── Provided data ──
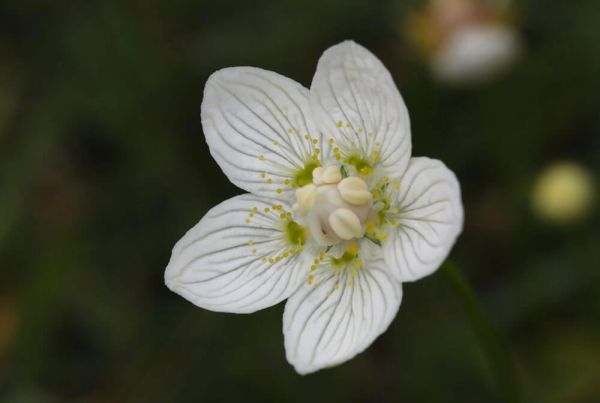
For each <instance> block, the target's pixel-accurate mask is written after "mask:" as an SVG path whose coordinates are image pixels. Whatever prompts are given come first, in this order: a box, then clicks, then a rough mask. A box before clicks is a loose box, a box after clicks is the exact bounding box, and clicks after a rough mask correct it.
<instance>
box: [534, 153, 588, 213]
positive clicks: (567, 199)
mask: <svg viewBox="0 0 600 403" xmlns="http://www.w3.org/2000/svg"><path fill="white" fill-rule="evenodd" d="M593 199H594V182H593V179H592V177H591V175H590V174H589V173H588V172H587V171H586V170H585V169H584V168H583V167H581V166H580V165H578V164H576V163H573V162H560V163H555V164H553V165H551V166H550V167H548V168H546V169H545V170H544V171H543V172H542V173H541V175H540V176H539V177H538V178H537V181H536V183H535V185H534V187H533V194H532V203H533V208H534V210H535V212H536V213H537V214H538V215H539V216H540V217H541V218H543V219H545V220H548V221H553V222H556V223H561V224H565V223H570V222H573V221H576V220H577V219H580V218H582V217H584V216H585V215H586V213H587V212H588V211H589V209H590V207H591V205H592V201H593Z"/></svg>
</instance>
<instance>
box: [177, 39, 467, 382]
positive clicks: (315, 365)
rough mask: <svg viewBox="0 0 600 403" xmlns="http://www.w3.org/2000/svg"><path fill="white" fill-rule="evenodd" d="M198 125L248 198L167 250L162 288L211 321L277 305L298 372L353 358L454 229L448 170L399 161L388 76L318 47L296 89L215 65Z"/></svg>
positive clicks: (449, 180)
mask: <svg viewBox="0 0 600 403" xmlns="http://www.w3.org/2000/svg"><path fill="white" fill-rule="evenodd" d="M201 117H202V126H203V129H204V134H205V136H206V141H207V143H208V146H209V149H210V152H211V154H212V156H213V157H214V158H215V160H216V161H217V163H218V164H219V166H220V167H221V168H222V169H223V171H224V173H225V175H226V176H227V177H228V178H229V179H230V180H231V181H232V182H233V183H234V184H236V185H237V186H239V187H240V188H242V189H244V190H246V191H247V192H249V193H247V194H243V195H241V196H236V197H233V198H231V199H229V200H226V201H224V202H223V203H221V204H219V205H218V206H216V207H214V208H213V209H211V210H210V211H209V212H208V213H207V214H206V215H205V216H204V217H203V218H202V219H201V220H200V222H199V223H198V224H196V226H194V227H193V228H192V229H191V230H189V231H188V232H187V233H186V234H185V235H184V236H183V238H182V239H181V240H180V241H179V242H177V244H176V245H175V247H174V249H173V254H172V256H171V261H170V262H169V265H168V267H167V269H166V271H165V282H166V284H167V286H168V287H169V288H170V289H171V290H173V291H174V292H176V293H178V294H180V295H182V296H183V297H184V298H186V299H188V300H189V301H191V302H192V303H194V304H195V305H197V306H199V307H201V308H204V309H209V310H212V311H219V312H235V313H250V312H254V311H257V310H259V309H263V308H267V307H269V306H272V305H275V304H277V303H279V302H281V301H283V300H285V299H287V302H286V305H285V312H284V315H283V333H284V337H285V350H286V355H287V359H288V361H289V362H290V363H291V364H292V365H293V366H294V367H295V369H296V370H297V371H298V372H299V373H301V374H306V373H310V372H314V371H317V370H319V369H321V368H324V367H330V366H333V365H336V364H339V363H342V362H344V361H347V360H349V359H350V358H352V357H354V356H355V355H356V354H358V353H360V352H361V351H363V350H364V349H366V348H367V347H368V346H369V345H370V344H371V343H372V342H373V341H374V340H375V338H376V337H377V336H379V335H380V334H381V333H383V332H384V331H385V330H386V329H387V327H388V326H389V324H390V322H391V321H392V319H393V318H394V317H395V315H396V313H397V311H398V308H399V306H400V301H401V298H402V283H403V282H406V281H414V280H417V279H420V278H422V277H424V276H426V275H428V274H431V273H432V272H434V271H435V270H436V269H437V268H438V267H439V266H440V264H441V263H442V261H443V260H444V259H445V258H446V256H447V255H448V253H449V251H450V249H451V247H452V245H453V244H454V241H455V239H456V237H457V236H458V234H459V233H460V232H461V229H462V223H463V209H462V204H461V198H460V187H459V184H458V181H457V180H456V177H455V176H454V174H453V173H452V172H451V171H450V170H449V169H448V168H446V166H444V164H443V163H442V162H440V161H438V160H434V159H429V158H422V157H418V158H414V157H412V158H411V134H410V123H409V117H408V113H407V110H406V106H405V104H404V101H403V100H402V97H401V96H400V93H399V92H398V90H397V88H396V86H395V84H394V81H393V80H392V77H391V76H390V74H389V72H388V71H387V70H386V68H385V67H384V66H383V64H382V63H381V62H380V61H379V60H378V59H377V58H376V57H375V56H374V55H373V54H371V53H370V52H369V51H368V50H366V49H365V48H363V47H361V46H360V45H357V44H356V43H354V42H350V41H347V42H343V43H341V44H338V45H336V46H333V47H331V48H329V49H328V50H327V51H325V53H324V54H323V55H322V57H321V59H320V60H319V63H318V66H317V71H316V73H315V76H314V78H313V81H312V85H311V88H310V90H308V89H306V88H304V87H303V86H302V85H300V84H298V83H296V82H295V81H293V80H291V79H289V78H286V77H284V76H281V75H279V74H277V73H273V72H270V71H266V70H262V69H259V68H253V67H234V68H226V69H223V70H219V71H217V72H216V73H214V74H213V75H212V76H211V77H210V78H209V80H208V82H207V84H206V87H205V90H204V99H203V102H202V107H201Z"/></svg>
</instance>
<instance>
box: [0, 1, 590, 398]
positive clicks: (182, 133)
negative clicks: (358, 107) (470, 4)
mask: <svg viewBox="0 0 600 403" xmlns="http://www.w3.org/2000/svg"><path fill="white" fill-rule="evenodd" d="M420 4H421V3H420V2H417V1H406V0H396V1H382V2H377V1H373V0H318V1H316V0H315V1H289V0H288V1H217V0H214V1H210V2H208V1H203V0H195V1H189V0H175V1H158V0H145V1H141V0H140V1H127V2H125V1H117V0H114V1H113V0H108V1H61V0H53V1H45V0H37V1H36V0H2V1H1V2H0V274H1V276H2V277H1V279H0V311H1V312H3V313H2V314H1V315H3V317H4V325H2V327H0V340H4V342H3V343H2V344H0V401H2V402H9V403H12V402H17V403H19V402H63V401H68V402H213V401H227V402H242V401H243V402H302V403H305V402H329V403H331V402H461V403H462V402H499V401H500V398H499V397H498V396H499V395H498V393H497V391H496V389H495V387H494V384H493V380H492V378H491V375H490V370H489V367H488V364H487V361H486V359H485V356H484V355H483V353H482V350H481V348H480V345H479V344H478V341H477V338H476V337H475V335H474V333H473V331H472V329H471V327H470V325H469V322H468V320H467V318H466V316H465V313H464V311H463V307H462V305H461V303H460V301H459V300H458V299H457V296H456V295H455V294H454V293H453V291H452V288H451V287H450V286H449V284H448V282H447V280H446V279H445V278H444V276H442V275H440V274H439V273H438V274H436V275H433V276H430V277H428V278H426V279H425V280H422V281H419V282H417V283H414V284H407V285H406V286H405V287H404V301H403V304H402V307H401V309H400V312H399V314H398V316H397V318H396V319H395V321H394V322H393V323H392V325H391V327H390V329H389V330H388V331H387V332H386V333H385V334H384V335H383V336H382V337H380V338H379V339H378V340H377V341H376V342H375V343H374V344H373V345H372V346H371V348H369V349H368V350H367V351H366V352H365V353H363V354H361V355H360V356H358V357H357V358H355V359H354V360H352V361H350V362H348V363H346V364H344V365H342V366H340V367H338V368H335V369H329V370H324V371H321V372H318V373H316V374H314V375H310V376H305V377H301V376H299V375H297V374H296V373H295V372H294V371H293V369H292V367H291V366H289V365H288V364H287V362H286V360H285V355H284V349H283V338H282V334H281V316H282V310H283V305H282V304H280V305H278V306H276V307H273V308H271V309H268V310H265V311H262V312H259V313H256V314H253V315H228V314H218V313H213V312H208V311H204V310H201V309H198V308H196V307H194V306H193V305H192V304H190V303H188V302H187V301H185V300H183V299H182V298H180V297H178V296H177V295H175V294H172V293H171V292H169V291H168V290H167V288H166V287H165V286H164V285H163V270H164V267H165V265H166V263H167V262H168V259H169V256H170V251H171V248H172V246H173V244H174V243H175V241H176V240H177V239H178V238H179V237H180V236H181V235H182V234H183V233H184V232H185V231H186V230H187V229H188V228H189V227H191V226H192V225H193V224H194V223H195V222H196V221H197V220H198V219H199V218H200V217H201V216H202V215H203V214H204V213H205V212H206V211H207V210H208V209H209V208H210V207H211V206H213V205H215V204H217V203H218V202H220V201H222V200H224V199H226V198H228V197H231V196H233V195H236V194H239V193H241V191H240V190H239V189H236V188H235V187H234V186H233V185H231V184H230V183H229V182H228V181H227V179H226V178H225V176H224V175H223V174H222V172H221V171H220V170H219V168H218V167H217V165H216V164H215V162H214V161H213V160H212V159H211V158H210V156H209V153H208V150H207V147H206V144H205V142H204V139H203V135H202V129H201V123H200V118H199V105H200V102H201V99H202V90H203V86H204V83H205V81H206V79H207V77H208V76H209V75H210V74H211V73H212V72H213V71H215V70H217V69H219V68H222V67H226V66H238V65H253V66H259V67H263V68H266V69H270V70H275V71H277V72H279V73H281V74H284V75H286V76H288V77H292V78H294V79H296V80H297V81H299V82H301V83H302V84H304V85H305V86H309V85H310V81H311V78H312V74H313V72H314V69H315V66H316V62H317V60H318V58H319V56H320V54H321V53H322V52H323V50H325V49H326V48H327V47H329V46H331V45H333V44H335V43H337V42H339V41H341V40H343V39H354V40H356V41H357V42H359V43H361V44H363V45H365V46H367V47H368V48H369V49H370V50H372V51H373V52H374V53H375V54H376V55H378V57H380V58H381V59H382V60H383V62H384V63H385V64H386V65H387V66H388V68H389V69H390V71H391V73H392V75H393V76H394V78H395V80H396V82H397V85H398V87H399V88H400V90H401V92H402V94H403V96H404V99H405V100H406V103H407V105H408V108H409V111H410V114H411V120H412V132H413V150H414V154H415V155H426V156H430V157H434V158H439V159H441V160H443V161H445V162H446V163H447V164H448V165H449V166H450V167H451V168H452V169H453V170H454V171H455V172H456V173H457V175H458V177H459V179H460V181H461V185H462V190H463V199H464V205H465V211H466V222H465V230H464V233H463V235H462V236H461V238H460V239H459V241H458V243H457V244H456V247H455V248H454V251H453V254H452V256H453V259H454V260H455V261H456V262H457V263H458V264H459V265H460V266H461V267H462V268H463V270H464V271H465V272H466V273H467V276H468V278H469V279H470V280H471V281H472V283H473V284H474V287H475V289H476V292H477V294H478V296H479V297H480V299H481V302H482V304H483V307H484V309H485V311H486V312H487V313H488V314H489V317H490V319H491V320H492V322H493V323H494V324H495V325H496V326H497V327H498V329H499V330H500V331H501V333H502V334H504V335H505V336H506V337H507V339H508V340H509V342H510V344H511V348H512V350H513V352H514V356H515V361H516V371H517V377H518V380H519V384H520V387H521V388H522V392H523V396H524V401H526V402H534V403H535V402H598V401H600V383H599V382H598V381H599V380H600V264H599V262H600V248H599V246H600V231H599V228H600V220H599V214H598V211H597V209H595V208H594V209H592V211H591V214H590V216H588V218H587V219H586V220H584V221H582V222H580V223H576V224H574V225H570V226H562V227H557V226H552V225H548V224H544V223H542V222H541V221H540V220H538V219H537V218H536V216H535V215H534V214H533V213H532V211H531V209H530V203H529V198H530V189H531V185H532V182H533V180H534V179H535V177H536V176H537V175H538V174H539V172H540V170H541V169H542V168H543V167H544V166H545V165H546V164H548V163H550V162H552V161H555V160H560V159H571V160H575V161H578V162H580V163H581V164H583V165H584V166H586V167H587V168H588V169H590V170H591V172H592V173H593V175H595V178H598V177H599V176H600V159H599V158H598V157H599V156H600V108H599V106H600V25H599V20H600V6H599V4H598V1H597V0H577V1H548V0H547V1H542V0H526V1H516V2H515V4H514V5H515V10H516V16H517V21H518V24H519V29H520V32H521V34H522V37H523V41H524V47H525V49H524V53H523V57H522V58H521V60H520V61H519V63H518V64H517V65H516V66H515V67H514V68H513V69H512V70H511V71H510V72H508V73H507V74H505V75H504V76H503V77H501V78H500V79H498V80H496V81H494V82H493V83H490V84H487V85H483V86H479V87H477V88H467V89H457V88H448V87H444V86H442V85H440V84H439V83H437V82H436V81H435V80H433V79H432V77H431V76H430V74H429V72H428V69H427V66H426V65H425V64H424V63H423V61H422V60H420V59H419V57H418V56H417V54H416V53H415V51H414V50H413V49H412V48H411V47H410V46H409V45H408V44H407V43H406V40H405V38H404V35H403V33H404V30H405V27H404V23H405V18H406V15H407V14H408V13H410V12H411V11H414V10H415V8H416V7H418V6H419V5H420ZM596 181H597V180H596ZM596 206H597V204H596ZM9 322H14V323H15V326H14V329H13V331H11V327H10V326H8V325H6V323H9Z"/></svg>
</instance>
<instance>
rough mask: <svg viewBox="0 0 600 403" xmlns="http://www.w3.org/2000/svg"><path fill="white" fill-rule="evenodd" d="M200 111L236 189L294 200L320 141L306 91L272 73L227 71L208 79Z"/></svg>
mask: <svg viewBox="0 0 600 403" xmlns="http://www.w3.org/2000/svg"><path fill="white" fill-rule="evenodd" d="M201 112H202V113H201V114H202V127H203V129H204V134H205V136H206V142H207V143H208V146H209V148H210V152H211V154H212V156H213V157H214V158H215V160H216V161H217V163H218V164H219V166H220V167H221V169H223V172H225V175H227V177H228V178H229V179H230V180H231V181H232V182H233V183H234V184H235V185H237V186H239V187H240V188H242V189H245V190H247V191H249V192H251V193H254V194H257V195H261V196H265V197H272V198H285V197H287V196H289V195H288V194H287V193H288V192H290V191H291V187H290V186H289V184H290V183H291V182H293V176H294V174H295V173H296V172H298V170H301V169H302V168H304V167H305V163H306V162H307V161H311V158H312V156H313V155H314V147H316V145H315V144H313V139H315V138H316V137H318V136H317V133H316V131H315V129H314V125H313V124H312V122H311V118H310V108H309V105H308V90H307V89H306V88H304V87H302V86H301V85H300V84H298V83H297V82H295V81H293V80H290V79H289V78H286V77H284V76H281V75H279V74H277V73H273V72H271V71H267V70H262V69H258V68H254V67H233V68H226V69H223V70H219V71H217V72H216V73H214V74H213V75H212V76H210V78H209V79H208V82H207V83H206V87H205V89H204V99H203V101H202V107H201ZM307 135H309V137H310V138H309V139H307V138H306V136H307ZM269 179H270V181H269ZM286 179H288V182H287V186H286V183H285V180H286ZM277 189H282V191H280V192H277Z"/></svg>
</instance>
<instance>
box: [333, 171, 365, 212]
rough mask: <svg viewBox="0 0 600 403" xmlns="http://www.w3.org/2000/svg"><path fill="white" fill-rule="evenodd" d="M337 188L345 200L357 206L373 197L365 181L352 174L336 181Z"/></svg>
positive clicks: (347, 201)
mask: <svg viewBox="0 0 600 403" xmlns="http://www.w3.org/2000/svg"><path fill="white" fill-rule="evenodd" d="M338 190H339V191H340V195H341V196H342V199H343V200H344V201H345V202H347V203H350V204H354V205H357V206H359V205H362V204H366V203H370V202H371V199H372V198H373V196H372V195H371V192H369V190H368V188H367V184H366V183H365V181H364V180H362V179H360V178H357V177H354V176H352V177H349V178H344V179H343V180H342V181H341V182H340V183H338Z"/></svg>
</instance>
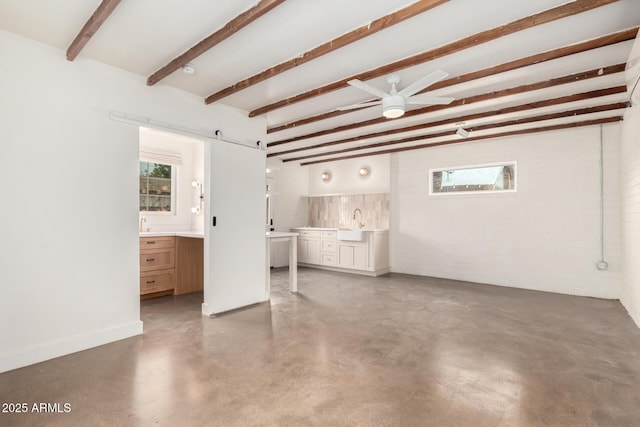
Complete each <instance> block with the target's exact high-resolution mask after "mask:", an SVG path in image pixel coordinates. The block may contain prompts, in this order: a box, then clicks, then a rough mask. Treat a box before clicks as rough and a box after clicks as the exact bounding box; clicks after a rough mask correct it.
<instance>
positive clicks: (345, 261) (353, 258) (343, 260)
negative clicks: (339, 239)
mask: <svg viewBox="0 0 640 427" xmlns="http://www.w3.org/2000/svg"><path fill="white" fill-rule="evenodd" d="M367 248H368V244H367V243H366V242H362V243H360V242H359V243H355V242H340V243H338V267H343V268H354V269H356V270H368V264H369V263H368V258H369V257H368V251H367Z"/></svg>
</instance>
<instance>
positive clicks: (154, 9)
───
Exercise requirements:
Pull every line with the string "correct" out of the material.

Result:
For each <instance> block, the target's pixel-accurate mask is written after "mask:" as an SVG path whose coordinates are image pixels. Whatever prompts are given come first, in this order: a box, then clicks, then a rough mask. A box before clicks is a loose box, a box after clicks is the exact bounding box, and clicks after a rough mask correct it.
Complete each <instance> block with the target's exact high-resolution mask after "mask:", an SVG path in image pixel coordinates. The block may contain prompts, in this order: a box, then clicks, then a rough mask. Treat a box before clicks as rough and a box after clicks as the exact bounding box; clicks after a rough mask correct it.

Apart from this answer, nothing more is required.